What is being asked: Rewrite the listing below, starting at its first line and stopping after the line that contains "[453,536,548,553]". Keep every line in that span and increase each box coordinate by 134.

Records from a data source:
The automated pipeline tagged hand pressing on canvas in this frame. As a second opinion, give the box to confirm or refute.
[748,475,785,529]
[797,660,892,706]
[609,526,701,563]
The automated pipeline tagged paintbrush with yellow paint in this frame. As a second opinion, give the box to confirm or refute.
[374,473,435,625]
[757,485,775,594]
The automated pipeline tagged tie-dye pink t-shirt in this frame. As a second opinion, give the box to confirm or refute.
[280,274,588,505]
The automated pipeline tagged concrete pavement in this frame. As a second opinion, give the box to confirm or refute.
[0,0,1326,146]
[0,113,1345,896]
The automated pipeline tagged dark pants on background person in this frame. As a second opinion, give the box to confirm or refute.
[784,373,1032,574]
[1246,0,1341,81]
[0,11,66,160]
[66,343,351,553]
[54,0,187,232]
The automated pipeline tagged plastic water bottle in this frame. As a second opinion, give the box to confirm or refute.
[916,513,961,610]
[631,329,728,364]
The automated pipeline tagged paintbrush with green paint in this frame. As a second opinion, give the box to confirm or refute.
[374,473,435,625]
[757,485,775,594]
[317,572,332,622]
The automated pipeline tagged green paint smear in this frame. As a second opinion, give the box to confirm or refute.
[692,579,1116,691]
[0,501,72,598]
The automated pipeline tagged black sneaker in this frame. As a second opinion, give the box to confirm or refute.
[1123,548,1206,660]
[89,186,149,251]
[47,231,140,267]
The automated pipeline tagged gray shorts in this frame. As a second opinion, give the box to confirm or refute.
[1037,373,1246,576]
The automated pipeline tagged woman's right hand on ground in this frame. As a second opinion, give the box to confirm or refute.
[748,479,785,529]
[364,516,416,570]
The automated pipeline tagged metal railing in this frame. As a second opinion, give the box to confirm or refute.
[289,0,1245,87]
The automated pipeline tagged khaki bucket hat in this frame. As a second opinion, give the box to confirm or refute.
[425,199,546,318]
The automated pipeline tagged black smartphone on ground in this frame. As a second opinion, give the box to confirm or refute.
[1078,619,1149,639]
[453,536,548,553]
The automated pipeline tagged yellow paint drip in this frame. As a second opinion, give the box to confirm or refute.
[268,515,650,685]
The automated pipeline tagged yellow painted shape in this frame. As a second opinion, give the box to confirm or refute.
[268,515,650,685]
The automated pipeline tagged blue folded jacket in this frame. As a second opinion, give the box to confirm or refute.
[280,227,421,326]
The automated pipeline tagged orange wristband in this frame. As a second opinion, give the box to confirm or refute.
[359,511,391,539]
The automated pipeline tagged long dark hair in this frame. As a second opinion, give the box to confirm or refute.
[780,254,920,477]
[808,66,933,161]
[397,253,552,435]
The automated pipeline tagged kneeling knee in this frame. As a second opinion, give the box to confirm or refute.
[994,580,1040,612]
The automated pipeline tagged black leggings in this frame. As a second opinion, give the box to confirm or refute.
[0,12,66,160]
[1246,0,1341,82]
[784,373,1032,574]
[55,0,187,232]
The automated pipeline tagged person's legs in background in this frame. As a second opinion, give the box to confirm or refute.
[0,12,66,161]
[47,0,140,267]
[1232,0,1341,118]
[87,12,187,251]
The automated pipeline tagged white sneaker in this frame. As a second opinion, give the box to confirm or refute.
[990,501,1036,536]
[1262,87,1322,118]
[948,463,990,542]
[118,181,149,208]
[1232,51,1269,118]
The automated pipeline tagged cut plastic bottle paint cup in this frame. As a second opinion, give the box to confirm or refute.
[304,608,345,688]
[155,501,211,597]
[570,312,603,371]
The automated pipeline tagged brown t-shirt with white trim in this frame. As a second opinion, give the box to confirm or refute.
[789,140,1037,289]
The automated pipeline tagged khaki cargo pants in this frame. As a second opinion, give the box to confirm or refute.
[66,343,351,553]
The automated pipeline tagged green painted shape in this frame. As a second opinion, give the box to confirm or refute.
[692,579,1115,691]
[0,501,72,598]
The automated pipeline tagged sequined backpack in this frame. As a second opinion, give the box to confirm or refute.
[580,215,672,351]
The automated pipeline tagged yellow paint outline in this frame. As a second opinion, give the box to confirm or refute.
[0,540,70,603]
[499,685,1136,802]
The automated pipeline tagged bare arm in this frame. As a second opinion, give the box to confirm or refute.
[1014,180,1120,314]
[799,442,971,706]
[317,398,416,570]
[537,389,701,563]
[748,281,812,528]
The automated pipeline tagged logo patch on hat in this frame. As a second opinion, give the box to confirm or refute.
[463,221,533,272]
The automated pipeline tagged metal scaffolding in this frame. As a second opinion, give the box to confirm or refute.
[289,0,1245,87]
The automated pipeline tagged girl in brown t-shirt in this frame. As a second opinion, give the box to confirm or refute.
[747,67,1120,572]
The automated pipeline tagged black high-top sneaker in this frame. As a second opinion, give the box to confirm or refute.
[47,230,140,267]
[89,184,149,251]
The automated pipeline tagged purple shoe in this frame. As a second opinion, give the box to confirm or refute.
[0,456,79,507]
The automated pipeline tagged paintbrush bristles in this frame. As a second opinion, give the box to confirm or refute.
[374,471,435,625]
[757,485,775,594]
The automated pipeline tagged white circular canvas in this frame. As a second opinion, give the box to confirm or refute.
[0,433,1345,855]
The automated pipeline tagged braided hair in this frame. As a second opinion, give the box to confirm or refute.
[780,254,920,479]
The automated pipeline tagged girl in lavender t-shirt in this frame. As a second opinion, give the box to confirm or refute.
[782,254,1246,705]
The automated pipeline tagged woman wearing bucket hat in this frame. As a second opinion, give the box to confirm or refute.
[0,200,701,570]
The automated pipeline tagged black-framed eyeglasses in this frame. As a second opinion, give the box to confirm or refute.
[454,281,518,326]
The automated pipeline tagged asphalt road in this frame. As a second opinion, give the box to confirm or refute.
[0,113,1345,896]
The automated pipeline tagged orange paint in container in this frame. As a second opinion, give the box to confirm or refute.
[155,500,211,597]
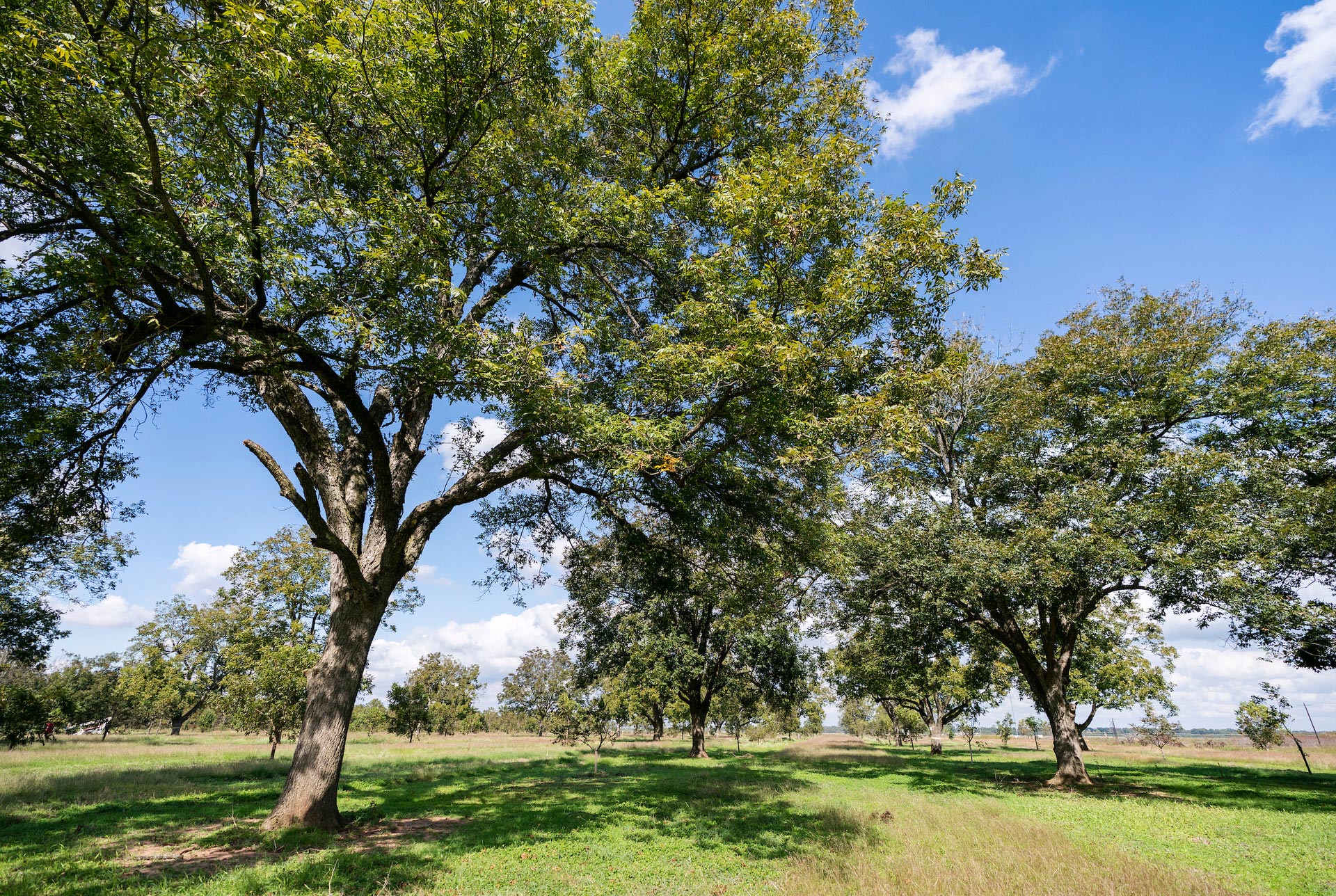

Output:
The automated pipeline tagged hand pressing on canvas in this frame. As a second opinion, give the box to confirm or refute.
[882,609,919,663]
[931,794,1026,840]
[743,660,835,697]
The automated pipeline tagged paintbrush with yellow paint in this frame. As a second opinion, give the box to confirm or refute.
[508,607,569,759]
[891,619,909,728]
The automated pipeline tagged tie-dye pink t-shirt in this frame. As a second opinion, give the box to confirm or refute.
[414,408,722,639]
The automated pipeline tagged concrete pavement in this frame. As a second opinion, give the box to confirm or refute.
[134,134,1460,280]
[134,247,1479,1030]
The automated pipeline tagged dark pants on background person in this frame. As a second opinion, give the box to confirm or refute.
[918,507,1166,708]
[1380,134,1475,215]
[134,145,200,294]
[200,477,485,687]
[188,134,321,366]
The automated pipeline tagged plastic water bottle in this frame. As a second opinion, give the box to confirm or refute.
[1050,647,1095,744]
[765,463,862,498]
The automated pipeline tagged paintbrush with green paint in this frame. As a second opinion, give the box to confirm or refute.
[508,607,569,759]
[891,619,909,728]
[451,706,466,756]
The automated pipeline tagged green paint smear in this frame. As a second opinion, give the box to confirm or refute.
[826,713,1250,825]
[134,635,206,732]
The automated pipeline tagged black sneaker in this frame. As a second opinion, give the box to confirm or refute.
[1257,682,1340,794]
[223,320,283,385]
[181,365,274,401]
The automated pipeline tagged gray shorts in this frame. As a second opinion, give the box to confirm or refute.
[1171,507,1380,710]
The automated pipeline tagged woman's right hand on ground in this frame. As a second opinion, give the box to confirm or refute.
[882,613,919,663]
[498,650,550,704]
The automated pipeline tagged metal railing in this frame. As a second opinion, give the box to confirm or refute.
[423,134,1379,221]
The automated pipeline tagged khaki bucket hat in this frame. As a second opinion, give the box to confirm or refute.
[559,333,680,452]
The automated pipeline tagged black smartphone on ground in this frame. As a second opinion, give the box to confirm or refute.
[1212,753,1283,773]
[587,670,682,687]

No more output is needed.